Exercise objective: Reproduce word for word the stretch of the data below, from the line containing "Would you point at the row" through the line containing "point(559, 266)", including both of those lines.

Items from a dataset:

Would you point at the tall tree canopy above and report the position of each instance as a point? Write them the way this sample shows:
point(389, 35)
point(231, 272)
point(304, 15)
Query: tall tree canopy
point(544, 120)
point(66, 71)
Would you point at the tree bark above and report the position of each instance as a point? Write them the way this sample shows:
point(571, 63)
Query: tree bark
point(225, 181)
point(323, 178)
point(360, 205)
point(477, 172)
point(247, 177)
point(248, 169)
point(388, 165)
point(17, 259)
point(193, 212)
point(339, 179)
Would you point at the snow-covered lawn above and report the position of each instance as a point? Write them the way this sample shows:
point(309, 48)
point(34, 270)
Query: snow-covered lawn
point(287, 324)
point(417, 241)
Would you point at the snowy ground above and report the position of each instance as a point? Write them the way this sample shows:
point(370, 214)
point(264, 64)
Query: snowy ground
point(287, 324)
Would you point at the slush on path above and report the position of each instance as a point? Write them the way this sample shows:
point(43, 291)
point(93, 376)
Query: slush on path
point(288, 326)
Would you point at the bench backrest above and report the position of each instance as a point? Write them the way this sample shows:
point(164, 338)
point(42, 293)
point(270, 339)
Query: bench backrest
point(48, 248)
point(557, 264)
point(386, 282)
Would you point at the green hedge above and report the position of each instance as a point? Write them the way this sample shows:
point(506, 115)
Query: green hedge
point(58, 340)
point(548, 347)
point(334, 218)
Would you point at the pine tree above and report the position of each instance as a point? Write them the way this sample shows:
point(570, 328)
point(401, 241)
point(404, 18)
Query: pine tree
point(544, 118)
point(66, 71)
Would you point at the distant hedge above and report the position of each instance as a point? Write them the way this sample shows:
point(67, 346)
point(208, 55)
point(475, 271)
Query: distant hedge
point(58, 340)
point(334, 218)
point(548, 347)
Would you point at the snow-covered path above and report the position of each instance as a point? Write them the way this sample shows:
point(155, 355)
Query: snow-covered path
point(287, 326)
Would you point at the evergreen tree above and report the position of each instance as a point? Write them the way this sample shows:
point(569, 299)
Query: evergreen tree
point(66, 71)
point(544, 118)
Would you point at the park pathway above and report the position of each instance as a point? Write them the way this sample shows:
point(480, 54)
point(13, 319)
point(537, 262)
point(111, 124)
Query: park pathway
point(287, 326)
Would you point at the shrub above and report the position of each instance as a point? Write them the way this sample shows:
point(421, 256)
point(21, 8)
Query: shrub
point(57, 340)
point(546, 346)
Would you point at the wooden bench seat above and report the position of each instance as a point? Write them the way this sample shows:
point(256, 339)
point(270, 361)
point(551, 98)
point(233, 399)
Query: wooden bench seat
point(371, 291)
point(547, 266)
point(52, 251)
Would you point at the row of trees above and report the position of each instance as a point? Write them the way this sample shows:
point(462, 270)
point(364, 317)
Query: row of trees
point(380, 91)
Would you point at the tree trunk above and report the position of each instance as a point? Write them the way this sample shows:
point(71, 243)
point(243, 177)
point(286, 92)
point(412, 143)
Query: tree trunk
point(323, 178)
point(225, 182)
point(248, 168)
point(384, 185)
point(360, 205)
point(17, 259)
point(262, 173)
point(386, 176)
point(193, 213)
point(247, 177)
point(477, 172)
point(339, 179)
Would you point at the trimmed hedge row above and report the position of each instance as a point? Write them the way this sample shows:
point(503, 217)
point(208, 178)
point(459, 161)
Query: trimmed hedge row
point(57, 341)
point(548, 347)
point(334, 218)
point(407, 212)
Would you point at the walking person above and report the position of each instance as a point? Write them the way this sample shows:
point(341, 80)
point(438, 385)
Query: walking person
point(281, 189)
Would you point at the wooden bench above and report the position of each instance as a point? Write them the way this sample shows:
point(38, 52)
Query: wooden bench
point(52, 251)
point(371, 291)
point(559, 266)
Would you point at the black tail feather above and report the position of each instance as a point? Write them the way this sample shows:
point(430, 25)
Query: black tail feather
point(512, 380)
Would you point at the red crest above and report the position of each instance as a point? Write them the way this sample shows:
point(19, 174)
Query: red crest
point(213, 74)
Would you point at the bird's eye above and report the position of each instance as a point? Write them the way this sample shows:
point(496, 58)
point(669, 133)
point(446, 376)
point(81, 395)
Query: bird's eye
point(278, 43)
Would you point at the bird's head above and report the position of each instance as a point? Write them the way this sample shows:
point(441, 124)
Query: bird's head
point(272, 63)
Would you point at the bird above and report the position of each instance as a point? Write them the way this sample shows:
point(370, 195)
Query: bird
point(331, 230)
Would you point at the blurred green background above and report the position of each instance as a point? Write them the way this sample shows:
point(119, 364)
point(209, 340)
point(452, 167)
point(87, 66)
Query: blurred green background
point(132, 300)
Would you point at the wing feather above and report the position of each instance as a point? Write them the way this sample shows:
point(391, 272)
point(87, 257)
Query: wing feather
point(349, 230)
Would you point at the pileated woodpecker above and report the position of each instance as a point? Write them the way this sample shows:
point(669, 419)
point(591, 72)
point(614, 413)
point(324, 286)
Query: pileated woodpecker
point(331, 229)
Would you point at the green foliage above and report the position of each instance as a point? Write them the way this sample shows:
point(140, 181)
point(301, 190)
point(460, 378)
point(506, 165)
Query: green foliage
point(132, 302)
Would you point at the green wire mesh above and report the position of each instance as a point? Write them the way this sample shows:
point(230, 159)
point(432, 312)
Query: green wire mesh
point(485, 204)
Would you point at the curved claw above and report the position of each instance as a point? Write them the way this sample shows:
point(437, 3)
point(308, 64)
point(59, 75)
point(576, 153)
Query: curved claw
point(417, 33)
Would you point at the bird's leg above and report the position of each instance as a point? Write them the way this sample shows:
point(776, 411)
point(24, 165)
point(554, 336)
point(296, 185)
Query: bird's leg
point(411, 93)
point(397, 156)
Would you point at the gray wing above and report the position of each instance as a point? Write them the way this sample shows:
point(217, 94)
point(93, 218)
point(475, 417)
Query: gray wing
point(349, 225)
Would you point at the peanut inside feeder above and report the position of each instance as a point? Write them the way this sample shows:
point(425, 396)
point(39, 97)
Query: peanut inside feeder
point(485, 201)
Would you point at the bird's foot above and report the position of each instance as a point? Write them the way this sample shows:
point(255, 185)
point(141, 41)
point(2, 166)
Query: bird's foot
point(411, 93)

Output of the exercise:
Would you point at the row of trees above and report the position of each instance as a point? Write them the way this sample shows:
point(462, 270)
point(364, 317)
Query: row of trees
point(380, 91)
Would you point at the tree trunk above and report the position of each instance as a point? Write them the way this sample shows:
point(71, 243)
point(243, 177)
point(286, 92)
point(412, 143)
Query: tree trunk
point(323, 178)
point(225, 182)
point(248, 168)
point(384, 185)
point(360, 205)
point(17, 259)
point(262, 173)
point(386, 176)
point(193, 213)
point(247, 177)
point(477, 172)
point(339, 179)
Would you point at the trimmed hedge row above and report the position of each instance as a point? Write them the way this sample shows:
point(503, 217)
point(208, 178)
point(459, 161)
Query: trimmed hedge row
point(57, 341)
point(548, 347)
point(334, 218)
point(407, 212)
Would you point at the walking person above and report the position of each instance as a point? Write them the way this sample shows:
point(341, 80)
point(438, 385)
Query: walking person
point(281, 189)
Would you point at the wooden bench above and report the position of each instance as a point? Write them the way this sample shows:
point(38, 52)
Query: wooden bench
point(52, 251)
point(371, 291)
point(559, 266)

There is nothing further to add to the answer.